* TO DO: Return every line below that contains the string "negative", and treat uppercase and lowercase as different.

* DATA PROVIDED:
___
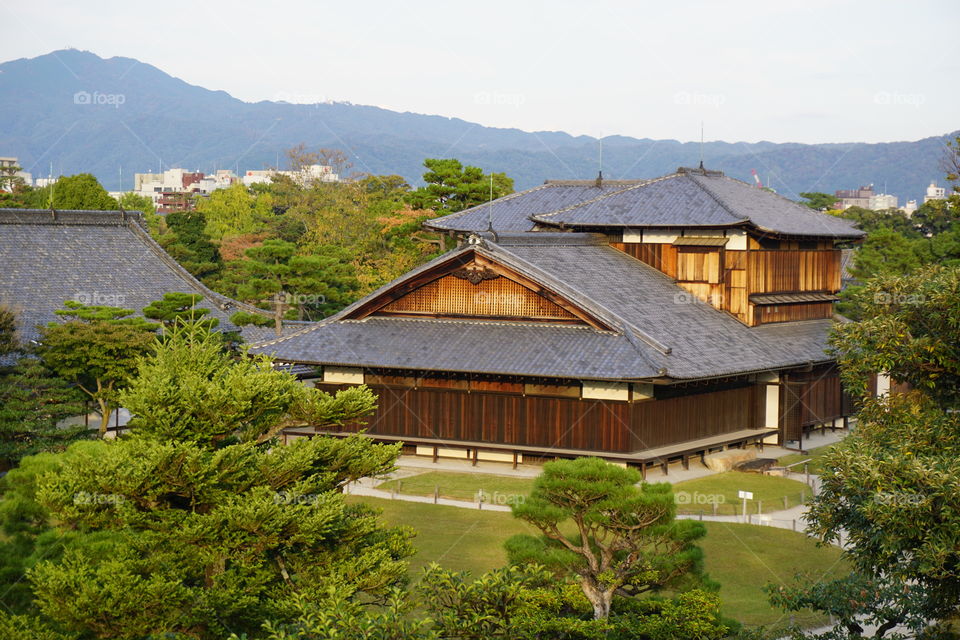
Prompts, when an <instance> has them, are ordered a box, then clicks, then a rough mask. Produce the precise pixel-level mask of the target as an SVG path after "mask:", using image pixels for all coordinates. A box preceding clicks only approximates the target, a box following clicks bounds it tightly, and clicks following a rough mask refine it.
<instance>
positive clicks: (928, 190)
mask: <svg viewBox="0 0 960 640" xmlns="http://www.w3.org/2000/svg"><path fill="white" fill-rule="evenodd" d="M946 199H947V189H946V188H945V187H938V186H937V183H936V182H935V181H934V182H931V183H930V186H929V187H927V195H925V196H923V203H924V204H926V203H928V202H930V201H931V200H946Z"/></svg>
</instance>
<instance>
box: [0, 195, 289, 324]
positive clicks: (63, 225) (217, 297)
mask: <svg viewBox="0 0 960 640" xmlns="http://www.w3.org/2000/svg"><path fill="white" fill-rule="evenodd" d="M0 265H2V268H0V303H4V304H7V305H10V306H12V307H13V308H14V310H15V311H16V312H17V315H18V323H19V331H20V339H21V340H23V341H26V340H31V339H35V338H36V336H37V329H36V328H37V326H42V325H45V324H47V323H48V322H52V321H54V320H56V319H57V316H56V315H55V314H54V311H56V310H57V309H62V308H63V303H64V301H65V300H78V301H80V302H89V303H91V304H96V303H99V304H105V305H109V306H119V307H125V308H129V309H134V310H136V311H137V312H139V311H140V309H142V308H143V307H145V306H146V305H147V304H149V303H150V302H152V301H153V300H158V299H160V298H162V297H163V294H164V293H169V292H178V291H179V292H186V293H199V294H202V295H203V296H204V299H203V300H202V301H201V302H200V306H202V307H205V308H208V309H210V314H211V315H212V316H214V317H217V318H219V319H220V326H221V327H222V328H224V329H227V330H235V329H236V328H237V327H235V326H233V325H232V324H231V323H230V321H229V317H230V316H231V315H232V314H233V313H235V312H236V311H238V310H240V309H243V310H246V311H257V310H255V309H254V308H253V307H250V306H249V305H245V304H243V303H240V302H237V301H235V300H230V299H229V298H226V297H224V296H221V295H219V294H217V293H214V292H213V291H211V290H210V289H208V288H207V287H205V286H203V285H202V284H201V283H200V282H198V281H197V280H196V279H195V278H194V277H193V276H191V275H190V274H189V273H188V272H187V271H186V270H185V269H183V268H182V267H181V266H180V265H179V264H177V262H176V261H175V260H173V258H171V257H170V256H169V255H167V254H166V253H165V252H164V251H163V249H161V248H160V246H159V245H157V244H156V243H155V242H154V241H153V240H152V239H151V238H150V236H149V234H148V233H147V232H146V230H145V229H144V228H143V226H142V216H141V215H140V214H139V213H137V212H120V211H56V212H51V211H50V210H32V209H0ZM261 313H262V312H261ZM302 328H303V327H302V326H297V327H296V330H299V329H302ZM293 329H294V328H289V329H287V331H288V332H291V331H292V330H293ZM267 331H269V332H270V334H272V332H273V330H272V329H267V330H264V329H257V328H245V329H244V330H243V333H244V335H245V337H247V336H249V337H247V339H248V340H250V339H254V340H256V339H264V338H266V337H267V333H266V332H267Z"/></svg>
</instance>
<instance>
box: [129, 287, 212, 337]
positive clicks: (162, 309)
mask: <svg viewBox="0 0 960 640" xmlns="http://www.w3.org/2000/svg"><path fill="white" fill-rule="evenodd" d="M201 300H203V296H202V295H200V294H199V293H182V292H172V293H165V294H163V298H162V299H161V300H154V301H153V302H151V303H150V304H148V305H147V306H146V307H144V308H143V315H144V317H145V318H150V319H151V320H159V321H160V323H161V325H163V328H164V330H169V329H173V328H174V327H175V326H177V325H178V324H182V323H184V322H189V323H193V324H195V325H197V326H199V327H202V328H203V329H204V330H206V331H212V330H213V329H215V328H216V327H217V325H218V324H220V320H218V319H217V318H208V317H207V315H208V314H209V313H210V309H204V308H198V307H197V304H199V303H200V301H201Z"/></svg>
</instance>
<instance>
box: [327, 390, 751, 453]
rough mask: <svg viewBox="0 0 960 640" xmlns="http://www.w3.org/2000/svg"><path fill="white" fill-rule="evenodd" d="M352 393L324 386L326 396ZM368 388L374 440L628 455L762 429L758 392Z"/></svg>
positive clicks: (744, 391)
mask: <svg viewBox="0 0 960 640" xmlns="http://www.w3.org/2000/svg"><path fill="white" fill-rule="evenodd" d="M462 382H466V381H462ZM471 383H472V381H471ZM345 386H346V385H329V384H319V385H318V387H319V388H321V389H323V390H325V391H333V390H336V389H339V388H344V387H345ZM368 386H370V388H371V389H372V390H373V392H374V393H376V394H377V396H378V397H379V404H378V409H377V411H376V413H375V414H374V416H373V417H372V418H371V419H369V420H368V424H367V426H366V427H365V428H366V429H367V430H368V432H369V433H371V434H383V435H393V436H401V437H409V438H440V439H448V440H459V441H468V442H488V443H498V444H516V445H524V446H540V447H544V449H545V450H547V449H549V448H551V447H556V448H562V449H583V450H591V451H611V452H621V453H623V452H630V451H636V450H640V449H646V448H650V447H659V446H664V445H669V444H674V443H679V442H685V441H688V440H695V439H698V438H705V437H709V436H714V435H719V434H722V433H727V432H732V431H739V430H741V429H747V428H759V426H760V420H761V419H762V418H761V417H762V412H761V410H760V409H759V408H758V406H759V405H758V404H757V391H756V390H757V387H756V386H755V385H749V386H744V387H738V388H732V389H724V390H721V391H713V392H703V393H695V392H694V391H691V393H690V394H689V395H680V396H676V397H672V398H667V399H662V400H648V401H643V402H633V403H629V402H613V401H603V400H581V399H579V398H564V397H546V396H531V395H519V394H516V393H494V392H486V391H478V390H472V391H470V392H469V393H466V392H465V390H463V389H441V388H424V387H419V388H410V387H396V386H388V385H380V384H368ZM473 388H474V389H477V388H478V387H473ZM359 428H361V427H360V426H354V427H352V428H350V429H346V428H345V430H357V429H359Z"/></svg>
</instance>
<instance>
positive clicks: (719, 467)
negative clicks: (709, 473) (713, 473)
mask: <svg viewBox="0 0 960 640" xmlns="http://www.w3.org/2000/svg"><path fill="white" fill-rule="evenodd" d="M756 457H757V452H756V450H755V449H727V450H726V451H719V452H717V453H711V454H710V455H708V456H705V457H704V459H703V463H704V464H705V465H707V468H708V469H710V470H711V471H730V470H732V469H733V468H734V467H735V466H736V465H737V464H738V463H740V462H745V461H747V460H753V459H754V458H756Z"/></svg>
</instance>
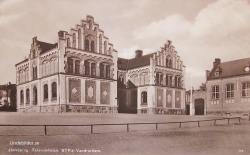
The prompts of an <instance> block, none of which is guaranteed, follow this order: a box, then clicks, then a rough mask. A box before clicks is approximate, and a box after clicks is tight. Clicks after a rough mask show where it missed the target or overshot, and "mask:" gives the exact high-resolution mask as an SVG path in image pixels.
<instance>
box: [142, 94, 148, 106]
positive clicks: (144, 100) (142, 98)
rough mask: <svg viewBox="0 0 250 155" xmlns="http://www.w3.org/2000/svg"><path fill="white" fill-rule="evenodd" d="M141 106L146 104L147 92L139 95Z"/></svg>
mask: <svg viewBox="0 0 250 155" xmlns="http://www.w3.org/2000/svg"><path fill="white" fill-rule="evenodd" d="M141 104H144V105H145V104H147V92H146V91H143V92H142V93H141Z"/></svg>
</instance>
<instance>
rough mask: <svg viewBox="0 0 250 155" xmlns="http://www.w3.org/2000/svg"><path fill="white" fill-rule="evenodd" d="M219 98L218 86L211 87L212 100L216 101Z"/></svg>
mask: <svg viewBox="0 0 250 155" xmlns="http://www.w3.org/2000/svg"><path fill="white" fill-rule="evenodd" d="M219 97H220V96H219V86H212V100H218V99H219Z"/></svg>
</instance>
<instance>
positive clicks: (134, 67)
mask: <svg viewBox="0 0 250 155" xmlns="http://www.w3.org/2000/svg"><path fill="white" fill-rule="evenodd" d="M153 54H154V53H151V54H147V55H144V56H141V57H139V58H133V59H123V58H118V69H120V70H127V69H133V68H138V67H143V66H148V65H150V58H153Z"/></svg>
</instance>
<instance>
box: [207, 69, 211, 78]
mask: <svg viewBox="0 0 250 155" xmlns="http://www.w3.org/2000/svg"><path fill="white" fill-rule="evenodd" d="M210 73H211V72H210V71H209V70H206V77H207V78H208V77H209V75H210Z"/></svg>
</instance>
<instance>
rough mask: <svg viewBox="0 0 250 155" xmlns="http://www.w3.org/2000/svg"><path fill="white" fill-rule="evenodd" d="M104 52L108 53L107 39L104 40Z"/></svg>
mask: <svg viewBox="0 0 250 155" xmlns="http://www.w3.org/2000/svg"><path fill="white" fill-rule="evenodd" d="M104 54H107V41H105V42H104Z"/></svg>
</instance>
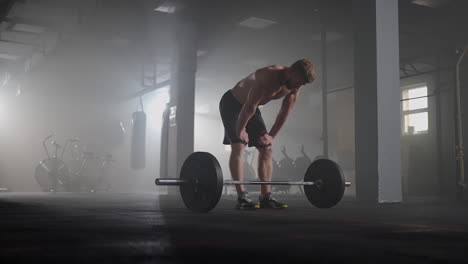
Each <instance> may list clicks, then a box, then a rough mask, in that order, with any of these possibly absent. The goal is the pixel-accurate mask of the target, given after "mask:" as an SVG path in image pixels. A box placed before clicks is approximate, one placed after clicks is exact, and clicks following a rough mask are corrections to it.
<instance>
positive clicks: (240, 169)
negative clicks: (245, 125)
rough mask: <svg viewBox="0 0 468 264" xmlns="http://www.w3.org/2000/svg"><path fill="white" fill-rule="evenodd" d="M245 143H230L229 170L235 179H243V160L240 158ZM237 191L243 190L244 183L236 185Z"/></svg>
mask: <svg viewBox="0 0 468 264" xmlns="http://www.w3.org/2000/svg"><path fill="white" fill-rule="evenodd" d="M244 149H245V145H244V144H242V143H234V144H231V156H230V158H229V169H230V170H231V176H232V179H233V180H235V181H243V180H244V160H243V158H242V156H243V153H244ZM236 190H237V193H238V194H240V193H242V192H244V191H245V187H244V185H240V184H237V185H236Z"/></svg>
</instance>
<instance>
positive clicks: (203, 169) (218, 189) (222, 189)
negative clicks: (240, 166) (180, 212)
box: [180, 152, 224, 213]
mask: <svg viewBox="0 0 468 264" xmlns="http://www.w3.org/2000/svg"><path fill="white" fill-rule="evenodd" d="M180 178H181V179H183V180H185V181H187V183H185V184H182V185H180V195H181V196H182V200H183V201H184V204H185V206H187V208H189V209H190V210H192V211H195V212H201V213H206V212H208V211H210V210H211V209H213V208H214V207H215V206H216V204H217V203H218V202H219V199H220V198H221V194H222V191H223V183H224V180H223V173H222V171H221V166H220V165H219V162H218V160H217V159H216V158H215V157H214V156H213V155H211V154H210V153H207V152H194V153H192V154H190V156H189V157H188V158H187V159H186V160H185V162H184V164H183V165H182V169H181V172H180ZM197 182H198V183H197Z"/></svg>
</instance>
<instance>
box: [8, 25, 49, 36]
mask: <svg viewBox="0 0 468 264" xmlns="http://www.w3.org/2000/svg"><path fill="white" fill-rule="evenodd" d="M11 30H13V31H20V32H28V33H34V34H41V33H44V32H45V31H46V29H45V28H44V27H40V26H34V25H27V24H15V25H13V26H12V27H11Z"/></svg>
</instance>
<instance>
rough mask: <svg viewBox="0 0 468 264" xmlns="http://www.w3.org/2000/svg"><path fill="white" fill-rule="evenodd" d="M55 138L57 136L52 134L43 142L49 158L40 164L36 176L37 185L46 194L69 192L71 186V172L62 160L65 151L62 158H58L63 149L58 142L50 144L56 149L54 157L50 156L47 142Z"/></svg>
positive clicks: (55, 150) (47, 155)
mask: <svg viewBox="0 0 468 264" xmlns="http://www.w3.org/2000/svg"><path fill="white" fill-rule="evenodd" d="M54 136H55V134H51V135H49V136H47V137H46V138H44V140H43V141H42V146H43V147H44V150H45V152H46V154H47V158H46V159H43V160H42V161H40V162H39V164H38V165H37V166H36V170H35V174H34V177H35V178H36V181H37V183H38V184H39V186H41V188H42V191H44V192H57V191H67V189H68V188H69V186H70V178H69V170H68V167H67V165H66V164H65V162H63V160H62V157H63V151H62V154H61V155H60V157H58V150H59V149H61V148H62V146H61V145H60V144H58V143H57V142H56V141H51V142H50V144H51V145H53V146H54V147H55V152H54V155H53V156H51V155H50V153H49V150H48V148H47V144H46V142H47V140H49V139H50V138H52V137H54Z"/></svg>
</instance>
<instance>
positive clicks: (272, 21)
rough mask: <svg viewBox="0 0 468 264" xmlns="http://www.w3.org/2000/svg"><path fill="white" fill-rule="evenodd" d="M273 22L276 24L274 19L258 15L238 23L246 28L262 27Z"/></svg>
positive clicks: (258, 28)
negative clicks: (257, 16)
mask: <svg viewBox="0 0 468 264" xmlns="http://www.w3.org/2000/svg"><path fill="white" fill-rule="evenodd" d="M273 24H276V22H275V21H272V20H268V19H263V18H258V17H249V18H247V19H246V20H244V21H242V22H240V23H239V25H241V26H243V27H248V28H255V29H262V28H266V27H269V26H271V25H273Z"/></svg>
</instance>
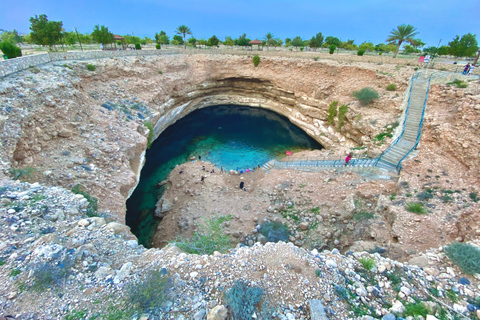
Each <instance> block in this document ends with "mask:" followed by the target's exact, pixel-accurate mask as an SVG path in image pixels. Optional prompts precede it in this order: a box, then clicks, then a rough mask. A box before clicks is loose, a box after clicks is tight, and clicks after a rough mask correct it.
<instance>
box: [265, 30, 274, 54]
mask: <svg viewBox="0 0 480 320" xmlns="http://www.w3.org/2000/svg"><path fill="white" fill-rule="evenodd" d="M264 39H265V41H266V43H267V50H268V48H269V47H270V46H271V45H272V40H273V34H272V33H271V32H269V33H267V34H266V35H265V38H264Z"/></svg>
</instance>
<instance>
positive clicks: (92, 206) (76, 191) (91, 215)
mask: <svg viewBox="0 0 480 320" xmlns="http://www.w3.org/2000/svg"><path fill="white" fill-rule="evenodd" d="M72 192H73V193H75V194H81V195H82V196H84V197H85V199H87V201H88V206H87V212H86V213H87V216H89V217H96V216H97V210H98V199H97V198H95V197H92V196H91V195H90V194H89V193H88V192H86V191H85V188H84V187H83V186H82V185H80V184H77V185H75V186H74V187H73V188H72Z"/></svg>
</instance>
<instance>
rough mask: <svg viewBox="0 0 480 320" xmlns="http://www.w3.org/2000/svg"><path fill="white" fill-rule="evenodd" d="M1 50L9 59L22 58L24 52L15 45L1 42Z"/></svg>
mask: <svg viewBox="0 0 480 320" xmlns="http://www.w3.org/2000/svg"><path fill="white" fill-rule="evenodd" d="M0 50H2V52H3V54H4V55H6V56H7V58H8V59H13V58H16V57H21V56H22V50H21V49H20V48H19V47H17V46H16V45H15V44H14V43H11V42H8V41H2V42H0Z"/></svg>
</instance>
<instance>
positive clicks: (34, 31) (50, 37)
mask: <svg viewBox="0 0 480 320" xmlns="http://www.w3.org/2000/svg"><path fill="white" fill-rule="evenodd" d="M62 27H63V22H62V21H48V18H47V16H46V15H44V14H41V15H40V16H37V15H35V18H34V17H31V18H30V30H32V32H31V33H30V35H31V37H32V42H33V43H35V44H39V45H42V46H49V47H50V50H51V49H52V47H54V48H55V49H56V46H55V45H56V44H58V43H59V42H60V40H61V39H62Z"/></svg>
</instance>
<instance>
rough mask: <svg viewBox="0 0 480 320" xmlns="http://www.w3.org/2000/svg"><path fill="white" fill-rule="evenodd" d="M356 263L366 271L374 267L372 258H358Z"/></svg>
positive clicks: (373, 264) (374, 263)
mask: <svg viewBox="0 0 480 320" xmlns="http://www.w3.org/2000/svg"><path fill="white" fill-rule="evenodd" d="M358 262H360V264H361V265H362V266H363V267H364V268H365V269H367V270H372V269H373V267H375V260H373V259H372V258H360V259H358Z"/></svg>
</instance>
___
* TASK ANSWER:
negative clicks: (709, 473) (713, 473)
negative clicks: (245, 125)
negative clicks: (240, 166) (180, 212)
negative clicks: (257, 16)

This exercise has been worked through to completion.